• Atividade: No excerto sobre o trabalho nas lojas em tempos de COVID-19, traduza para inglês a frase «Se têm o privilégio de poderem ficar em casa, fiquem.»

+++ Excerto para leitura

Porque ir comprar roupa num momento como este, pelos vistos, ainda é essencial para alguns (muitos). Entristece-me. Ver colegas minhas a chorar, em plena loja, com medo, com incerteza, com tudo. Porque sentem-se na obrigação de ficar em casa com os filhos neste momento, mas não podem porque ninguém está disposto a dar-lhes o apoio que elas precisam. Sim, é verdade que há ajudas. Mas infelizmente para alguns essas ajudas não chegam. E por isso há pessoas que continuam a ir trabalhar todos os dias, expondo-se a um vírus que ainda não conhecemos muito bem verdade seja dita, e lamentando o facto de vivermos num mundo onde é cada um por si.
Tenho muitos a dizerem-me: " E tu? Deixa de ir! É só mais uma semana de qualquer das formas!"
E eu penso, têm razão. E depois penso nos meus pais e na minha irmã. Mas depois penso na equipa que depende de mim, ainda. Que, em dois meses, me ajudou muito e me fez sentir mal e bem e depois sempre bem. Uma equipa de mulheres todas elas com as suas histórias, as suas batalhas, os seus defeitos e as suas fraquezas. Mas todas imensamente fortes. E penso, tenho uma responsabilidade que preciso de levar até ao fim. E há quem não entenda isso, porque de momento que se lixe tudo, estamos em tempos complicados e precisamos de evitar o contacto social ao máximo. Mas para todos os efeitos, vou trabalhar não porque preciso desesperadamente como algumas colegas minhas na loja, mas porque não consigo ser aquela pessoa que abandona o barco a meio da viagem. Se me comprometi a ficar até uma determinada data, até lá ficarei. Porque na altura a situação do COVID-19 não estava tão avançada na Europa e no nosso país, a decisão que tomei foi porque recebi uma proposta de trabalho e não porque preciso de ficar em casa de quarentena. Ficarei, se entretanto fecharem os centros comerciais (coisa que duvido que venha a acontecer esta semana.) Ficarei até ao fim, porque foi assim que me ensinaram. A honrar os meus contractos e os meus compromissos.
Com isto, fica aqui no entanto o meu apelo a todos os que possam ler este texto. Não vão passear para os centros comerciais. Não vão com os vossos bebés para a loja comprar roupa. Se têm o privilégio de poderem ficar em casa, fiquem. Porque nós, lojistas, vamos todos os dias de coração nas mãos trabalhar desde que a situação aqui em Portugal piorou. E vai continuar a piorar se me forem para o Vasco da Gama, para o Colombo, para o Dolce Vita ou outro centro comercial qualquer às compras como se nada fosse. Não estamos de férias. Mas também não estamos à beira do Apocalipse. Estamos apenas a enfrentar uma crise, que pode correr muito melhor se as pessoas tomarem consciência daquilo que podem fazer para ajudar. Vão aos supermercados comprar apenas o que precisam. Não roubem papel higiénico dos braços de uma velhota. Nem das casas de banho do centro comercial. Não nos perguntem porque é que não dizemos "Boa Tarde" com um sorriso nos lábios, ou porque é que só está uma pessoa em loja. Sejam conscientes. Sejam solidários. Sejam prudentes.
Só assim vamos poder todos voltar às nossas vidas normais mais rapidamente e facilmente. Porque está comprovado que juntos, conseguimos muito mais do que separados. Não é cada um por si. É todos por um.

++++++
+++ Itens fornecidos

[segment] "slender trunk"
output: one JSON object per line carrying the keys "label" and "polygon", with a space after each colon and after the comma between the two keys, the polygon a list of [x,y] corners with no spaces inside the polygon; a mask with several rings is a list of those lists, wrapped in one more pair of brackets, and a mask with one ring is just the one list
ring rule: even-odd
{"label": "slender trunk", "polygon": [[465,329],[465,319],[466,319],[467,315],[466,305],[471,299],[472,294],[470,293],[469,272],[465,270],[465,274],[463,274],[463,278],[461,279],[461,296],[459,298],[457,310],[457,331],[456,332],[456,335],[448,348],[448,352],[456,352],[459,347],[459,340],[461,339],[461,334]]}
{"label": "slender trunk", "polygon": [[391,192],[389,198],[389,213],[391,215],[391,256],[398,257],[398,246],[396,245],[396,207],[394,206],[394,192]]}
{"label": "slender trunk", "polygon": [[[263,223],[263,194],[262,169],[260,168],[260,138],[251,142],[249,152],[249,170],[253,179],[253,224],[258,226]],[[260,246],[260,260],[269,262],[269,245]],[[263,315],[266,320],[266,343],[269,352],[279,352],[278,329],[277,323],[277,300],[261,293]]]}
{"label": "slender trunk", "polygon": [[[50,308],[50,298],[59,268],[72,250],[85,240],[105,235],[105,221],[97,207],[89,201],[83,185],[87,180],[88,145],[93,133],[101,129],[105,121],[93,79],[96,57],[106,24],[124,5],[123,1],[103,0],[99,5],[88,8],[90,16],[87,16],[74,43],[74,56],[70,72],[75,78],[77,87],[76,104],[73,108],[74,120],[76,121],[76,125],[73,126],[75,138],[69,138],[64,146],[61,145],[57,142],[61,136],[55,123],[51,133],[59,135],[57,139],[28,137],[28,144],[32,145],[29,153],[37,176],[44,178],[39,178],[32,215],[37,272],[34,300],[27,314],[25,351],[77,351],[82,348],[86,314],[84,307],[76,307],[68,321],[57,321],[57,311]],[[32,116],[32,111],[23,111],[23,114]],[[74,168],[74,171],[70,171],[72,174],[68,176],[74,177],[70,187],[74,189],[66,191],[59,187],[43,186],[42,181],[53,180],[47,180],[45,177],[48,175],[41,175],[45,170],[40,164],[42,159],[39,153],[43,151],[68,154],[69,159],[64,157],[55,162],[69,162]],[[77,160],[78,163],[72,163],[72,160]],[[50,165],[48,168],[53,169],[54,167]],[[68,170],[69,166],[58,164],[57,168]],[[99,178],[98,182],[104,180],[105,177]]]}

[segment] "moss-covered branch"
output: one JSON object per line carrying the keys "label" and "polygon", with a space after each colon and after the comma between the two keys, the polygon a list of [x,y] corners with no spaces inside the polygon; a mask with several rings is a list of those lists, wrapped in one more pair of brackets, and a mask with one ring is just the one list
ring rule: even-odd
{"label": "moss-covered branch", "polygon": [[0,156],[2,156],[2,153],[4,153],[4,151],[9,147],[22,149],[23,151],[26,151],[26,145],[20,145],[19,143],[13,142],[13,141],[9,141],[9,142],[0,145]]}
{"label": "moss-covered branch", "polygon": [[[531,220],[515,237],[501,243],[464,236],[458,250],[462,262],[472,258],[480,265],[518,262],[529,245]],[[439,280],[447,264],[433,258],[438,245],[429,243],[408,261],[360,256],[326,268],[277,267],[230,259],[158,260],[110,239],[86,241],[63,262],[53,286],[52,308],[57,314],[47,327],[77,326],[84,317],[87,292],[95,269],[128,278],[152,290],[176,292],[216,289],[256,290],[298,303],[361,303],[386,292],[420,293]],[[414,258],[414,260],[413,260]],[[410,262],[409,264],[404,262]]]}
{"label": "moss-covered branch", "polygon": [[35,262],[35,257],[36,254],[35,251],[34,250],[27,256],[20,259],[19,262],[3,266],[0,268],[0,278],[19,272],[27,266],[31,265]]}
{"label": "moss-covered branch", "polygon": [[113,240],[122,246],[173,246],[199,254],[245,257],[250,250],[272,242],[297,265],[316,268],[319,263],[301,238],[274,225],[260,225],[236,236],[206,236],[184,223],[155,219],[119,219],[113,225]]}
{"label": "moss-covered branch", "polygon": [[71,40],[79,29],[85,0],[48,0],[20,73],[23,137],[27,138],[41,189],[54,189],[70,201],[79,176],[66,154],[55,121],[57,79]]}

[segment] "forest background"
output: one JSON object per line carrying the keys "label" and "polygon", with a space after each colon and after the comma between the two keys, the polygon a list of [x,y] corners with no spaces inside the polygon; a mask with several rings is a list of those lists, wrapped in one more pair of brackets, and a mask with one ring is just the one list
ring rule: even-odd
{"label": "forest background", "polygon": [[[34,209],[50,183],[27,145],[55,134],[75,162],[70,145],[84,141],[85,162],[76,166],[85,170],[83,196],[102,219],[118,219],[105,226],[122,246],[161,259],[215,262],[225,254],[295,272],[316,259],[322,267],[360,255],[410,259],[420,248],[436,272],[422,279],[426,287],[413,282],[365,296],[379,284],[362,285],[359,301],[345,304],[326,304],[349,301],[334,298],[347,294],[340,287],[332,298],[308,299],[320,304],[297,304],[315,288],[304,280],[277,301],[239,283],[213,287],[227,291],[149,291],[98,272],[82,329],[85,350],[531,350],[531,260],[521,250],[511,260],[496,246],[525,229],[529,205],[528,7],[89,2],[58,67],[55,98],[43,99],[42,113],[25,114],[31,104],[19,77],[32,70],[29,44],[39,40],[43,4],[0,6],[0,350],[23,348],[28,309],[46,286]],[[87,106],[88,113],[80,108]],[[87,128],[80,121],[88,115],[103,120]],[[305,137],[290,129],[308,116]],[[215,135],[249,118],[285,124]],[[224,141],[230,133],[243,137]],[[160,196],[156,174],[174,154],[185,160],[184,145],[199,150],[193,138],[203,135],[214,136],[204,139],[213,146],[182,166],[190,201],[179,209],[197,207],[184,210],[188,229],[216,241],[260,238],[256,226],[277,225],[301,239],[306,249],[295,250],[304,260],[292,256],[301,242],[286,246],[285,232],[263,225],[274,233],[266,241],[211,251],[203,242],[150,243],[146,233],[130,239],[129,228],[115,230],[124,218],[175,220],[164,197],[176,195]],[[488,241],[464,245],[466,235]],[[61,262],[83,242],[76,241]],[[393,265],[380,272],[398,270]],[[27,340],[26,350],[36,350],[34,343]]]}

++++++

• Resolução: If you have the privilege of being able to stay home, stay.